[START OF READING PASSAGE]
Members from rural ridings who oppose the registry are working to distance themselves from the Conservatives on the issue, with at least one saying he's changing his vote altogether.

"Right now I'm telling the Conservatives I'm fed up with them. If they want to play this kind of politics, they're not playing it with me," Ontario NDP MP Charlie Angus said.

"I would prefer that we could work with [NDP Leader]Jack Layton's compromise ... if not, we're going to come to a vote, and chips are going to fall where they're going to fall."

Tories, including Commons public safety committee chairman Garry Breitkreuz, have been trying to persuade the NDP members to keep up their support for a private member's bill to dismantle the registry. The bill is expected to come up for a vote when MPs return to the House of Commons this month.
[END OF READING PASSAGE]
[START OF DATA RECORDS]
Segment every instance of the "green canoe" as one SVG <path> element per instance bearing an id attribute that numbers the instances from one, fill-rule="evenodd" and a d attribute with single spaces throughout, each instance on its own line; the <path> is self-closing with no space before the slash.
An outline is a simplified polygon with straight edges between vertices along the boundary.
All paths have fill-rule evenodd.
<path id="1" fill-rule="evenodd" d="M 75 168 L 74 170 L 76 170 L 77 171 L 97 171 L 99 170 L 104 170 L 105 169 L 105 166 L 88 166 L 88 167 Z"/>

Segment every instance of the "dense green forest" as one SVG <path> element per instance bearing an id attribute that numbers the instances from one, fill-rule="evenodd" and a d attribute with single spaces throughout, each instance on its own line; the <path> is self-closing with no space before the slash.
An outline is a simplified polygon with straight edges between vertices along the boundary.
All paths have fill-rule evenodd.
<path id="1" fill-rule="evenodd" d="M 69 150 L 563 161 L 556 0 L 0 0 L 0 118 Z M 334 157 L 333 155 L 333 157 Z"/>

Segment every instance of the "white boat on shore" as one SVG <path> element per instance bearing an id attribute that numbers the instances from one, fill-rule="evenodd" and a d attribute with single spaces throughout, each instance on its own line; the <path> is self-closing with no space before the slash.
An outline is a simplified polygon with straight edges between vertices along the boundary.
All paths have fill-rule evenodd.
[END OF DATA RECORDS]
* [EXERCISE SET]
1: Can you summarize the registry passage in two sentences?
2: Does the registry passage support each statement below? Answer yes or no for each, quoting the words that decide it.
(a) Charlie Angus is an NDP MP from Ontario.
(b) Garry Breitkreuz chairs the Commons public safety committee.
(c) The bill to dismantle the registry is a government bill.
3: Reproduce the registry passage, beginning at the words that start with "Members from rural" and stopping after "Commons this month.".
These entries have no connection to the registry passage.

* [RESPONSES BY TASK]
1: MPs from rural ridings who oppose the registry are distancing themselves from the Conservatives on the issue, and at least one says he is changing his vote altogether; Ontario NDP MP Charlie Angus said he is fed up with the Conservatives and would prefer to work with Jack Layton's compromise. Tories, including Commons public safety committee chairman Garry Breitkreuz, have been trying to persuade NDP members to keep supporting a private member's bill to dismantle the registry, which is expected to come to a vote when MPs return to the House of Commons this month.

2:
(a) Yes: "Ontario NDP MP Charlie Angus said."
(b) Yes: "Commons public safety committee chairman Garry Breitkreuz"
(c) No: "a private member's bill to dismantle the registry"

3:
Members from rural ridings who oppose the registry are working to distance themselves from the Conservatives on the issue, with at least one saying he's changing his vote altogether.

"Right now I'm telling the Conservatives I'm fed up with them. If they want to play this kind of politics, they're not playing it with me," Ontario NDP MP Charlie Angus said.

"I would prefer that we could work with [NDP Leader]Jack Layton's compromise ... if not, we're going to come to a vote, and chips are going to fall where they're going to fall."

Tories, including Commons public safety committee chairman Garry Breitkreuz, have been trying to persuade the NDP members to keep up their support for a private member's bill to dismantle the registry. The bill is expected to come up for a vote when MPs return to the House of Commons this month.